Write the records out again exactly, leaving no images in.

····················

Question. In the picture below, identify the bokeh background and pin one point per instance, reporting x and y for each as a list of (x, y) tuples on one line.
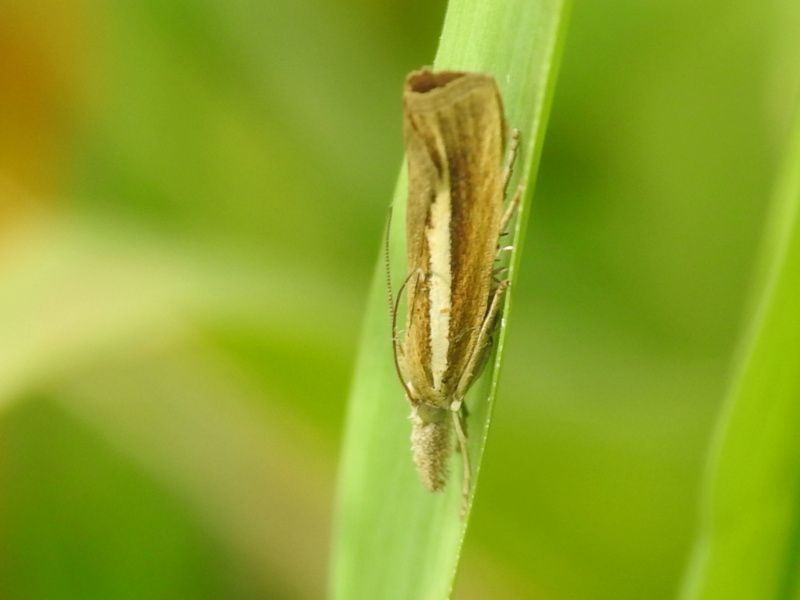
[(192, 197)]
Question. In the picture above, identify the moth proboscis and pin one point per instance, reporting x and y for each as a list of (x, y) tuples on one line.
[(454, 132)]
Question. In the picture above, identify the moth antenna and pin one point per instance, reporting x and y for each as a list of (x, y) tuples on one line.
[(395, 348)]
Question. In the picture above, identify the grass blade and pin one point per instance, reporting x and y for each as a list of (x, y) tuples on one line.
[(750, 538)]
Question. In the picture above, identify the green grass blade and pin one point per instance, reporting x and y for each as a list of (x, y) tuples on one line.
[(393, 538), (749, 547)]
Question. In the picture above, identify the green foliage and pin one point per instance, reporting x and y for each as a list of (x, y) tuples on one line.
[(748, 544), (192, 197)]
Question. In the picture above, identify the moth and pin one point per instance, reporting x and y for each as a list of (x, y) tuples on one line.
[(455, 140)]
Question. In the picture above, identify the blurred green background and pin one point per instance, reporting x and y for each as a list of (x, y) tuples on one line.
[(192, 197)]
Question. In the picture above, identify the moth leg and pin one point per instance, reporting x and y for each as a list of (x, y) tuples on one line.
[(513, 146), (511, 208), (458, 410), (480, 343)]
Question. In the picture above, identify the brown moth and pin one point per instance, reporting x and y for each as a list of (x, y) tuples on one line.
[(455, 141)]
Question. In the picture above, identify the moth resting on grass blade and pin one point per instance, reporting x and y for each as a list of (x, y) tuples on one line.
[(455, 140)]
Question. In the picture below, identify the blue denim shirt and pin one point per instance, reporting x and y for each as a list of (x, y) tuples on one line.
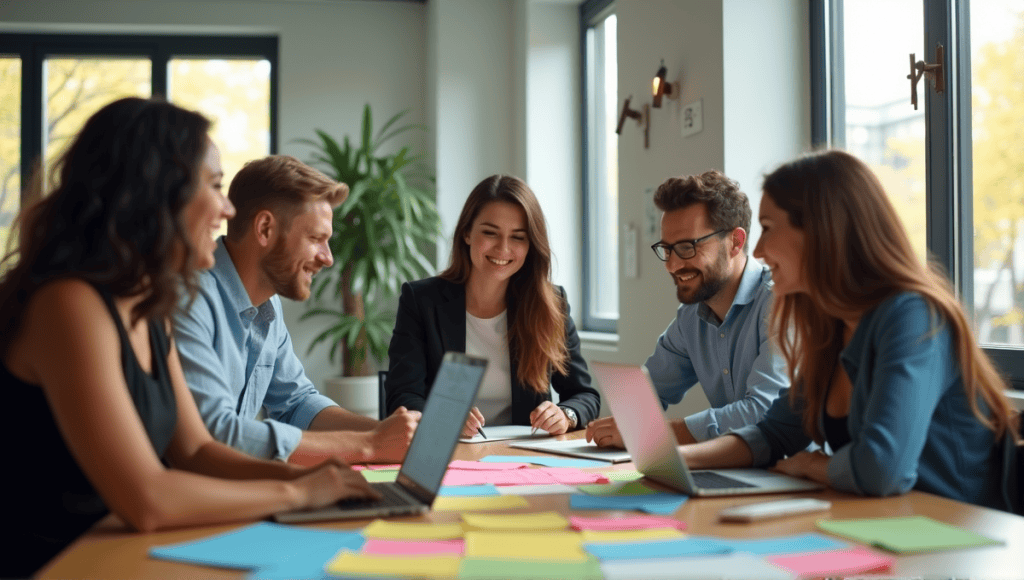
[(733, 361), (909, 422), (238, 358)]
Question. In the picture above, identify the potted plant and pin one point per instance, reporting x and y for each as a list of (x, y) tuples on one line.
[(381, 234)]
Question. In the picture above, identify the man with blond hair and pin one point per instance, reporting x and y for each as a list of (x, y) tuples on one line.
[(236, 350)]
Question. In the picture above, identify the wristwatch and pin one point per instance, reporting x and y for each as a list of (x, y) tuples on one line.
[(570, 414)]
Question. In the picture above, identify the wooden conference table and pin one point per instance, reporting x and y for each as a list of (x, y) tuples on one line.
[(112, 550)]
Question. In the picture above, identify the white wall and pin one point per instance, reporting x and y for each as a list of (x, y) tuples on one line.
[(747, 61), (334, 56)]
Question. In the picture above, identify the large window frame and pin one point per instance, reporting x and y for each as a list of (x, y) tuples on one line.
[(590, 11), (34, 49), (948, 139)]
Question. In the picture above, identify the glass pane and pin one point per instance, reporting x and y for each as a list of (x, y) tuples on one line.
[(77, 87), (602, 232), (10, 145), (236, 95), (997, 127), (882, 126)]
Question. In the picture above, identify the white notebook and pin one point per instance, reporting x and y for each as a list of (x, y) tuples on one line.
[(576, 448)]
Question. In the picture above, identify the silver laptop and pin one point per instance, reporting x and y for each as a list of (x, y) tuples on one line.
[(650, 441), (429, 453)]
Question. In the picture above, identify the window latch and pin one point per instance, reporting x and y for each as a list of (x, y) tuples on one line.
[(932, 71)]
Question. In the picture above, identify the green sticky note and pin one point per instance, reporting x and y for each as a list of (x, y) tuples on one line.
[(901, 535), (377, 475), (627, 488), (623, 474), (499, 569)]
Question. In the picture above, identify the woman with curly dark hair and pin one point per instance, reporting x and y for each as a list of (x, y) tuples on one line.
[(99, 414)]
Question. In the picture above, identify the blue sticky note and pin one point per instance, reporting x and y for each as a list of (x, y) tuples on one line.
[(663, 548), (465, 491), (662, 503), (545, 460), (280, 550), (785, 544)]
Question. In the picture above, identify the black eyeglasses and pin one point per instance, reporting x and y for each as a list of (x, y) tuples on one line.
[(685, 249)]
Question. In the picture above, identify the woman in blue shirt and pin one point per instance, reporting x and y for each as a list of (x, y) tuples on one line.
[(883, 363)]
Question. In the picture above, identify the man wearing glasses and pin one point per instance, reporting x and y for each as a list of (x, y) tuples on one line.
[(720, 336)]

····················

* [ANSWER SPACE]
Question. In the picture below, identify the bokeh background and pin one point per instance, reporting x and y for each as a list of (x, y) tuples on one line.
[(192, 197)]
Question. In the picture above, identify the moth proboscis and pin one point per instance, reporting x and y for each as a list of (x, y) tuples on one line.
[(454, 132)]
Question. In the picture above, identify the moth antenna and pin one point per instance, reporting x and y for each as a list of (x, y) tuples on one line.
[(395, 348)]
Question. In the picture above, identify the grass blade and pin one point per instance, reporting x and y for each as a list of (x, y) tuples on one line.
[(750, 538)]
Question. In the picture above, identify the green grass blade and pin one point per instance, reporting x and y for each as a list of (x, y) tuples on one line.
[(393, 538), (749, 547)]
Question. In the picture above, identify the green foliage and pin one point per instance, reporting x and y for each as a list of (x, y) tuples on one line.
[(748, 544), (192, 197)]
Question. In the picture above, identify the moth and pin one point per instance, reporting x and y for each as a list of (x, y) tuples on one line.
[(455, 140)]
Question. In the picture above, identify the blurred green background and pin one point per instance, reporting x and y for each as a list of (x, y) tuples on one line.
[(192, 197)]
Question. In the picture above, identify the moth leg and pin one point per instance, reporting x and y for each as a list of (x, y) tuples on one line.
[(513, 146), (511, 208), (458, 410), (480, 343)]
Question. In the picture above, identify the brown moth and pin one point per instance, reporting x and y for each as a list of (x, y) tuples on one line.
[(455, 141)]
Question. In the picture above, identify the moth resting on grass blade and pin one point per instance, reporting x and y for each as a list of (x, y) tuples on one line.
[(455, 140)]
Question. In the picture below, identify the blue denim shirt and pin one point per instance, reporting x and y for each as a list of (x, y) tuples on one line.
[(733, 361), (909, 422), (238, 358)]
Question. In the picture above, identify the potted plant and pin one point per instance, reporting x and y for each as a list of (x, y) tuples on one line.
[(381, 234)]
Question. In the picture above, identify the man with blond hair and pin one point per instance, reporting x and y for each as a list of (x, y) tuples on one line.
[(236, 350)]
Question. In the picture above, identify the wristwatch and pin one point per instance, reporting x and y for each as a list of (x, y) tuples on one line.
[(570, 414)]
Question. In the picture above, identify the wooden conference table and pin one point per instance, reporting x and y for each as a list of (x, y) tuples on one line.
[(112, 550)]
Question. In the picture above, identify the white wall and pin one point per instance, reporting x and y for each as a list of (x, y) tuples on one line.
[(747, 61), (334, 56)]
Question. In the picture above, identify the large window frame and pin one point per instance, reporting x and y for each as a list of (x, y) tuples on one line.
[(590, 11), (34, 49), (948, 139)]
Question. In the picture above, identify the glass pane and pin one point per instance, reporting x and y for each as a list of (x, y) tuples on one line.
[(77, 87), (602, 232), (10, 145), (236, 95), (997, 127), (882, 126)]
Question. In the picture above, identify the white notebook and pin one point per instance, reporting x and y for each as a list of (x, y) tuples on one line.
[(576, 448)]
Question. In the picture above, identify the silver laptop and pin one point per instance, reporting x and y for each as a list of (x, y) tuples on one line.
[(650, 441), (429, 453)]
Question. In the picture above, identify the window latch and pin one point per instance, reporting x and y for each as a list of (x, y) tuples on one line.
[(932, 71)]
Question. In the picture above, identify the green sticky note and pin one point per instance, reporting x and y for each as a list of (x, y) tuples on one line.
[(901, 535), (377, 475), (627, 488), (623, 474), (499, 569)]
Question. In the picture above, identify the woman with curly dark hair and pin one point per instance, reporting x and y for each as a list of (x, y) tuples on one line.
[(99, 414)]
Question. In the picture above, identify the blue sticky note and pin one point per instance, reporting x and y for each as a list of (x, y) tuples on one line.
[(663, 548), (465, 491), (662, 503), (545, 460), (280, 550), (785, 544)]
Question. In the picture above, identify the black eyeglasses and pin one point per instance, reporting x and y for each as a list of (x, y) tuples on one line.
[(685, 249)]
Question. In the picture above, identify the woman in blue shirt and pin one point per instance, reporting x and y for each as a list of (x, y) tuples on one line.
[(883, 363)]
Question. In the picture above, identify the man wearing glasses and pin one point per instance, reporting x and y for each as a list of (x, y) tuples on one line.
[(720, 336)]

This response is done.